**THE TASK**
Within the entries below, find the lines that hold "license" and report only how many there are.

======

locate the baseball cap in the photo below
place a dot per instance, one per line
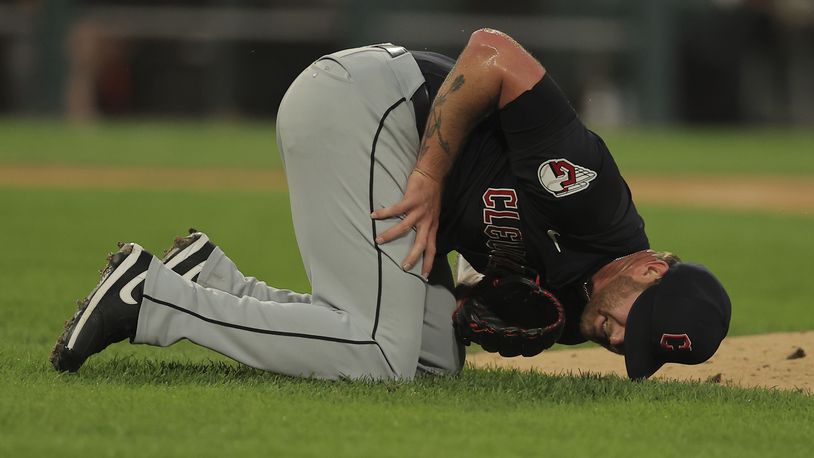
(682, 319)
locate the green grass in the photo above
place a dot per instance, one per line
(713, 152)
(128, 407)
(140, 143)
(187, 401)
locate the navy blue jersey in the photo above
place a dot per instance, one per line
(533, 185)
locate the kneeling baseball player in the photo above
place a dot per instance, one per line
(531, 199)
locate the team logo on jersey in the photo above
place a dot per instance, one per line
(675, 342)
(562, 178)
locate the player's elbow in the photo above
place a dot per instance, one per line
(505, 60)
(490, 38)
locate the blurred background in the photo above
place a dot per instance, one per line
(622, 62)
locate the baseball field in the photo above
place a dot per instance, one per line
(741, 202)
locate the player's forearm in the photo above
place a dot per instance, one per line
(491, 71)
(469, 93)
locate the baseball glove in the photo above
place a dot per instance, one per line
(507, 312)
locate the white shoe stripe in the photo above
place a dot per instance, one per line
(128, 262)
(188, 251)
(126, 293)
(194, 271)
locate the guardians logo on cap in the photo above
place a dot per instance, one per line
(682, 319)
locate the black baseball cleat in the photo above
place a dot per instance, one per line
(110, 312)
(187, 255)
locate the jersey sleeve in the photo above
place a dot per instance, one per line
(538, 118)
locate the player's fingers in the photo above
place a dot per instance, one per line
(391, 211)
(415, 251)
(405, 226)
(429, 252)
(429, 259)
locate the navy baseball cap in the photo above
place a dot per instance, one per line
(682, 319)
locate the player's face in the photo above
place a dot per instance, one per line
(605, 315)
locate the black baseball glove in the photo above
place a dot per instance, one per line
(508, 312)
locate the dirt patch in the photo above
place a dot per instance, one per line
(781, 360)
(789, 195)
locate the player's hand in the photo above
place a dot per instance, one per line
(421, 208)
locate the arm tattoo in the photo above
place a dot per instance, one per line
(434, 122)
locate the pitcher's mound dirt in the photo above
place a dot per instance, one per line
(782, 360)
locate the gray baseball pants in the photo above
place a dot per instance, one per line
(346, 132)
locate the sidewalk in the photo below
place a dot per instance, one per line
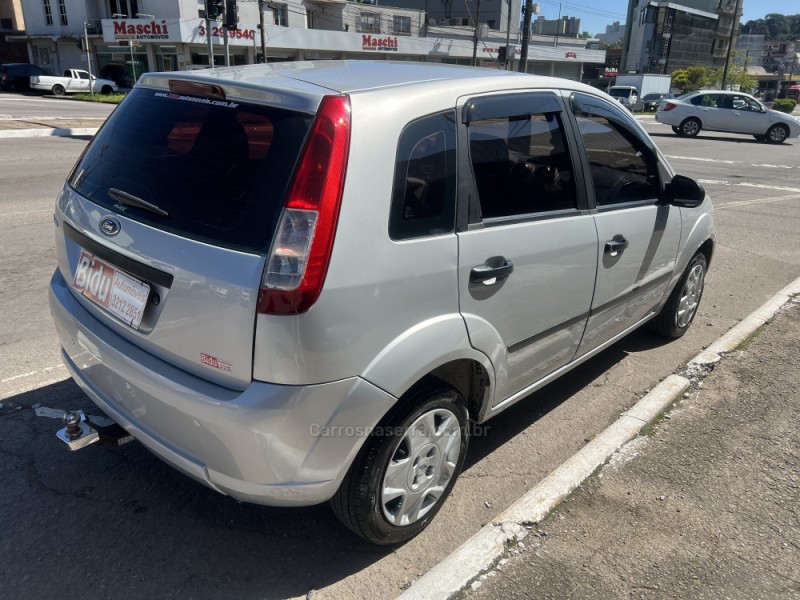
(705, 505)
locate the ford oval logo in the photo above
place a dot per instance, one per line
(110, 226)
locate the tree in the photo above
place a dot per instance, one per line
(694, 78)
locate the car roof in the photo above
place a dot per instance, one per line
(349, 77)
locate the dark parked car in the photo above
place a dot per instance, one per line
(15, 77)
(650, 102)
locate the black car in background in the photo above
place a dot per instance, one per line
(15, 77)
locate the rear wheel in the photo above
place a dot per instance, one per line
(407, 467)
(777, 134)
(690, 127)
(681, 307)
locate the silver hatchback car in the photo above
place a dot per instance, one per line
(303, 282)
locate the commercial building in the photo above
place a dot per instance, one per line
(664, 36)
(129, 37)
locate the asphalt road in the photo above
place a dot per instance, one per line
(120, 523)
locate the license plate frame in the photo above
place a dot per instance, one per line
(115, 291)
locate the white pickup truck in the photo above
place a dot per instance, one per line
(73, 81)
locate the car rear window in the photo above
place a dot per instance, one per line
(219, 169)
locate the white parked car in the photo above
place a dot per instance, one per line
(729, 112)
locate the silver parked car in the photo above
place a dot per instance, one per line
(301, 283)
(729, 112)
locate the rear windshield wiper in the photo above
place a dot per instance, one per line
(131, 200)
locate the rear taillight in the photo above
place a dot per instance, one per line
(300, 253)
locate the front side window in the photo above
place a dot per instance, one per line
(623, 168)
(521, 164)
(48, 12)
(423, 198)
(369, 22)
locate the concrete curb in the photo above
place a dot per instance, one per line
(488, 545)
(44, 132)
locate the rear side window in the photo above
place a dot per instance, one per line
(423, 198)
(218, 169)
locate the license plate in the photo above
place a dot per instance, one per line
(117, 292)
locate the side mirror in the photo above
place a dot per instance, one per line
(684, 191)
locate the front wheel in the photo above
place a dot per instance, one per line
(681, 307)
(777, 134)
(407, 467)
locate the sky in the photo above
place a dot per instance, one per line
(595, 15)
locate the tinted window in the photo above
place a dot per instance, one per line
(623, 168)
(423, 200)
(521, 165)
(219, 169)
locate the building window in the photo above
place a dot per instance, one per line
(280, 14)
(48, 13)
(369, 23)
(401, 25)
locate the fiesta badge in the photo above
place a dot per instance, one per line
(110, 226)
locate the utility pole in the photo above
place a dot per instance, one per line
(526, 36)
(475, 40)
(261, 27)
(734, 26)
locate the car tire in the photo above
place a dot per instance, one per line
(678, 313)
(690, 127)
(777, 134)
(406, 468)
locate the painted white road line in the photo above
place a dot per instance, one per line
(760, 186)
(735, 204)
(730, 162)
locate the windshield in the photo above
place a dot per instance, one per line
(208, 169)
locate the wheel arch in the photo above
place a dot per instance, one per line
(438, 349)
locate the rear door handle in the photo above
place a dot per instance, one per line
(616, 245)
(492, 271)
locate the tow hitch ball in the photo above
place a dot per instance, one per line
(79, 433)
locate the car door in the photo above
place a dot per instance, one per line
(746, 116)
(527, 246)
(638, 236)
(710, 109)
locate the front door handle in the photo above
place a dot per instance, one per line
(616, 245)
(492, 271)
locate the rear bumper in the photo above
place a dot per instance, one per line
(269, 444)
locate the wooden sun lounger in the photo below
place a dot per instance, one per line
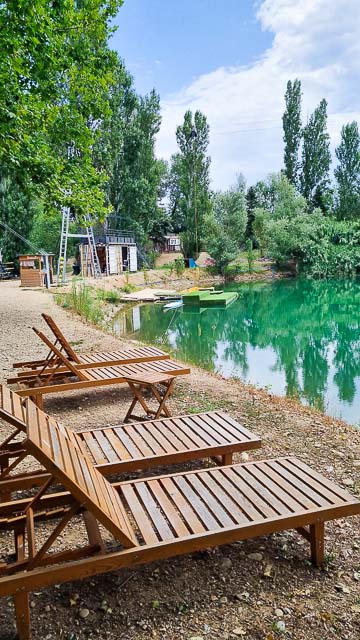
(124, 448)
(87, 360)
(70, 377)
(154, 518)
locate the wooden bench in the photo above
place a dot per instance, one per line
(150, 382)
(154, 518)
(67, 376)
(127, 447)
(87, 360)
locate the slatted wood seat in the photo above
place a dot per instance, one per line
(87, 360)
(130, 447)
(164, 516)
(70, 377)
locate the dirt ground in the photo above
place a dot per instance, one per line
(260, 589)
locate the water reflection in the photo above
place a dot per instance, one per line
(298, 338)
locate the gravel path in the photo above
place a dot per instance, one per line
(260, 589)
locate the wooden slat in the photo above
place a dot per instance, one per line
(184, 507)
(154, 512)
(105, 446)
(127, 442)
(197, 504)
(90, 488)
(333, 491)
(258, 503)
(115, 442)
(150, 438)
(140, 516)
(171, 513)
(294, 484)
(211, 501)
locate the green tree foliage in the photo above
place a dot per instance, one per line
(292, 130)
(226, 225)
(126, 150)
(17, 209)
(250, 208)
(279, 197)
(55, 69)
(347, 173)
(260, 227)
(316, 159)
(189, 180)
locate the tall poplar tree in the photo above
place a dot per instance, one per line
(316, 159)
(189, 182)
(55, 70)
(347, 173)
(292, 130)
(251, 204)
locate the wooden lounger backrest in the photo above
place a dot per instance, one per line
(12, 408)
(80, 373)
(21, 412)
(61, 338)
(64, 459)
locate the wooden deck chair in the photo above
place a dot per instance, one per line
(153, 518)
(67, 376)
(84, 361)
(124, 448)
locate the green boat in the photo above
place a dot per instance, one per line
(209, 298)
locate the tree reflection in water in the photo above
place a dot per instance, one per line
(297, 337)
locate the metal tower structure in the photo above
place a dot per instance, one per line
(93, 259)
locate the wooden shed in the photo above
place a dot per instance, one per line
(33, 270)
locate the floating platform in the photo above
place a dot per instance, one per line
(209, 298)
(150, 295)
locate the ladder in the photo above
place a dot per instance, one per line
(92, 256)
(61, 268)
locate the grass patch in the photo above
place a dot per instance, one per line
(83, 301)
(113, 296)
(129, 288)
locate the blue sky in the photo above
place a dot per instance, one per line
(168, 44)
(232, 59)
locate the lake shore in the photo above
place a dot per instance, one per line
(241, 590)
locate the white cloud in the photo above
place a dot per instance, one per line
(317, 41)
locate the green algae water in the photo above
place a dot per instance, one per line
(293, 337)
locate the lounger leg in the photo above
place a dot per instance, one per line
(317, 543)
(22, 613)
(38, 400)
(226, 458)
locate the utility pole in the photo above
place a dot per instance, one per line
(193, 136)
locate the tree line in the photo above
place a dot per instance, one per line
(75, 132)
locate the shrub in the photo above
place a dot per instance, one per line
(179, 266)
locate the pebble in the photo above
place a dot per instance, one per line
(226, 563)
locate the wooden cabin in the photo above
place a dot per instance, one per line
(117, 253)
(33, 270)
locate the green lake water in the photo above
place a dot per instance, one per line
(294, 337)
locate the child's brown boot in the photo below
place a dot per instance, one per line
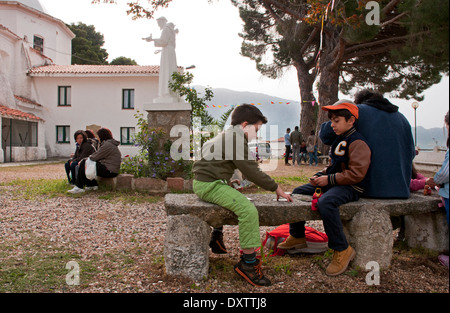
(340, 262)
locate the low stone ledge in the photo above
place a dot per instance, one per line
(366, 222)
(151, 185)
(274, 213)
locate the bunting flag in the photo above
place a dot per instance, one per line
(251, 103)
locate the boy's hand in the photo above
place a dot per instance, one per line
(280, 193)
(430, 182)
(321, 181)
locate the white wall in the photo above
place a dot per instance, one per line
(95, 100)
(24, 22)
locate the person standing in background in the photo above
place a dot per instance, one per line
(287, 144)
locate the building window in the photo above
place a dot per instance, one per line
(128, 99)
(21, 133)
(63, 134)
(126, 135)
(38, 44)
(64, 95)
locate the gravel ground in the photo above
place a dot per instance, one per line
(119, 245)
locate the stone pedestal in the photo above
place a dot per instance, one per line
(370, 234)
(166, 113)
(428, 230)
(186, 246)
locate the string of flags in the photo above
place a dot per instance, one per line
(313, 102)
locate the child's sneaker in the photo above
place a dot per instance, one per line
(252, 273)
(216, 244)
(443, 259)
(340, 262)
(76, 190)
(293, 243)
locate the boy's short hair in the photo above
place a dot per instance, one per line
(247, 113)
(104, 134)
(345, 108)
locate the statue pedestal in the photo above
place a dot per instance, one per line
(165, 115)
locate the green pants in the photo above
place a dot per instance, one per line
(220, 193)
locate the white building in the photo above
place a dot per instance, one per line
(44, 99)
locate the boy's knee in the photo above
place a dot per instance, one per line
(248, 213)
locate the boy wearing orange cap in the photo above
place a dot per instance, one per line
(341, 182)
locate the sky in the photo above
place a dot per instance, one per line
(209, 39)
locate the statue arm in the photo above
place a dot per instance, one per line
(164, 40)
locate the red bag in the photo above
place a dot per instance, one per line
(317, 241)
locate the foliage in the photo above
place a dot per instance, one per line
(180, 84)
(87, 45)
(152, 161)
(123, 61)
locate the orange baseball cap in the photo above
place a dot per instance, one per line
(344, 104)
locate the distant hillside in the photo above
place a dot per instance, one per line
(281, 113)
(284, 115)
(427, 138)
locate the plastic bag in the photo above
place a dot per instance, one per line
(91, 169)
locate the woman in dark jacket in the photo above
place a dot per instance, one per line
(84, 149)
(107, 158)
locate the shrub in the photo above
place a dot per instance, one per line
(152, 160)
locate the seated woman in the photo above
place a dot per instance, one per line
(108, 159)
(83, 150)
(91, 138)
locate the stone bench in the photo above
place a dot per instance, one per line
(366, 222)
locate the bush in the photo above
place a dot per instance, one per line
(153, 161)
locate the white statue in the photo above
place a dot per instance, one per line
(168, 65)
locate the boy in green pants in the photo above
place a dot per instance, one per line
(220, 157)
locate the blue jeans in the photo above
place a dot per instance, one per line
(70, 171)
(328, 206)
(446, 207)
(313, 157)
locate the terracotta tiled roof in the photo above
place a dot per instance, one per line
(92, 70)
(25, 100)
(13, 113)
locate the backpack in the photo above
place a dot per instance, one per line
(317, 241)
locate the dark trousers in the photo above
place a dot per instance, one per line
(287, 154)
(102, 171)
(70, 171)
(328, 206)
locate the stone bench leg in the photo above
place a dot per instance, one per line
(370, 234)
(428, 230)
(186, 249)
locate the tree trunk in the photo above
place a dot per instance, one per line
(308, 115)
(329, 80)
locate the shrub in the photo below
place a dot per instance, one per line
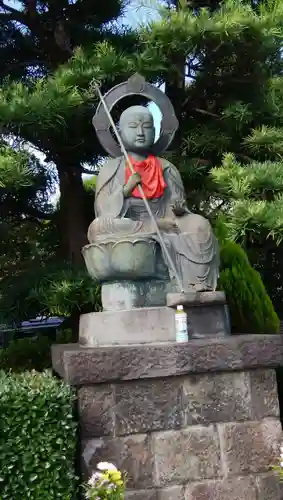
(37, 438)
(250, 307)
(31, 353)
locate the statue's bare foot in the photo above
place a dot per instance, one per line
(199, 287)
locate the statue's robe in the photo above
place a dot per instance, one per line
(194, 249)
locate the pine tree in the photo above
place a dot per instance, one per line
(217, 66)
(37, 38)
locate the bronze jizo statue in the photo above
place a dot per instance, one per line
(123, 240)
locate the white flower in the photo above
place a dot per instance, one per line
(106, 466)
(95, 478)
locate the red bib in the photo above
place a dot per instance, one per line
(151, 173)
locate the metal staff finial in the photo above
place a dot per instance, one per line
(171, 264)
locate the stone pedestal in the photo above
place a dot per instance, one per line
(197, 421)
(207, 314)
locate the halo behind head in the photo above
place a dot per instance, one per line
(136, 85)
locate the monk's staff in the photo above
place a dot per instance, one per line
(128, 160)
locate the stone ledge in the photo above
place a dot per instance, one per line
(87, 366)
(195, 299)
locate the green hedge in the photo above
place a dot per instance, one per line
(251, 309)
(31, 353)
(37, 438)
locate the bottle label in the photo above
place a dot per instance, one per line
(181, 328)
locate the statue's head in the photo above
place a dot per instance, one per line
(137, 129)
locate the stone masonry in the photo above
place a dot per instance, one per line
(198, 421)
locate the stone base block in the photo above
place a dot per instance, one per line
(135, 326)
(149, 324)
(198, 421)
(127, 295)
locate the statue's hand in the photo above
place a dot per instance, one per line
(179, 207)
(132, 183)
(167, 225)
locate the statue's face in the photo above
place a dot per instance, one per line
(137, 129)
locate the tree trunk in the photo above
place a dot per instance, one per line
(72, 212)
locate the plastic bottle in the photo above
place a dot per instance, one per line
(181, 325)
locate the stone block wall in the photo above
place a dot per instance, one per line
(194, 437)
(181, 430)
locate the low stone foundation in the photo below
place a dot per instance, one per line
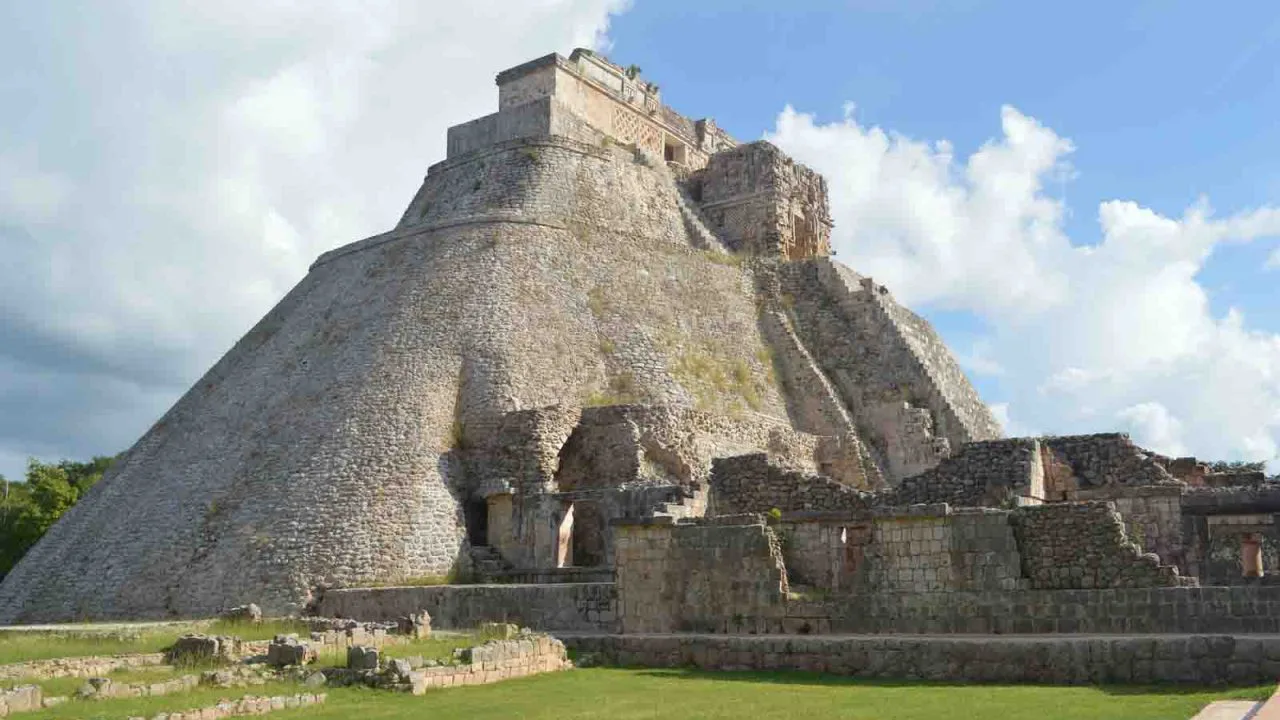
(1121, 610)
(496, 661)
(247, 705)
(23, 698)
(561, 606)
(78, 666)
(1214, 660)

======

**RESPONSE AREA**
2